_EXTRACT_.
** Start **

Tokyo.. Arriving at Tokyo I found out that I’m not actually staying in Tokyo but in Kashiwa, a small satellite town of several hundred thousand inhabitants. However, the connection to Tokyo is good with a fast train taking you into down town Tokyo within almost 20 minutes. Tokyo is large and confusing, in so many aspects. It didn’t help that my smart phone died a day before I left and my constant companion gps+googlemaps suddenly was no longer available to me. When I was sightseeing with others, this was not much of an issue, I simply let them take the lead, but when I was by myself it became a measure challenge.
My first night in Tokyo was spent in Akihabara the ‘electric town’. Though I don’t remember so much the electric as the maid-bars, the casinos and hentai stores. By this I don’t mean to say it’s a shady place, quite the opposite. Literally. Akihabara is lit by a thousand neon light advertisements, which make the night bright as the day and while this is unusual for someone that comes from a country that has clear legal limitations for the brightness of advertisements, it is not what struck me most. It’s the noise. Every advertisement seems to be supported by some type of music or spoken message and, of course, you want yours to be louder than your neighbours. There’s a cacophony of noises going on that is insane and when you enter one of the gambling places it becomes unbearable. A starting air plane makes less noise than the music playing in those places.  It’s a special kind of hell. I assume the noise level is so high that it is impossible for you to actually tell whether there’s someone sitting and playing at the next slot machine or not. But it makes me wonder why people would stay there out of their own free will.
That’s another thing that I’ve been finding weird in Japan. The noises and sometimes lack thereof. Every store will play music in Japan. But not just one type, there will be at least three or four different sources of music competing with each other and while you can only hear one source in some parts of the store, most of the time you’ll have an overlay of three or four songs. For a country that’s famous for their ‘zen gardens’ this seems to be a very contradictory thing to do.

** End **

_REQUIREMENTS_. According to the Tokyo travel account, in which town is the writer actually staying? The records have nothing to do with the Tokyo travel account.

_ROWS_.
** Start **

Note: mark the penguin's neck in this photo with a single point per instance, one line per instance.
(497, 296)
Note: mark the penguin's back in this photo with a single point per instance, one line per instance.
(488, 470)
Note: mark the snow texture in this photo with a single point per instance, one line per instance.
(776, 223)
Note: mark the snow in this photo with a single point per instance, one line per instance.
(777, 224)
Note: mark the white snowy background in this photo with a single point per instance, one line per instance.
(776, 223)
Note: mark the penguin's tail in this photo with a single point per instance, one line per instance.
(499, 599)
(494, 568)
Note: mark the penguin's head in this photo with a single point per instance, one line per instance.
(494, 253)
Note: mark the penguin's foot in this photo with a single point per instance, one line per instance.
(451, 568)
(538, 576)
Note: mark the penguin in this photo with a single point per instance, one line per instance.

** End **

_TASK RESULT_. Kashiwa, a small satellite town of several hundred thousand inhabitants.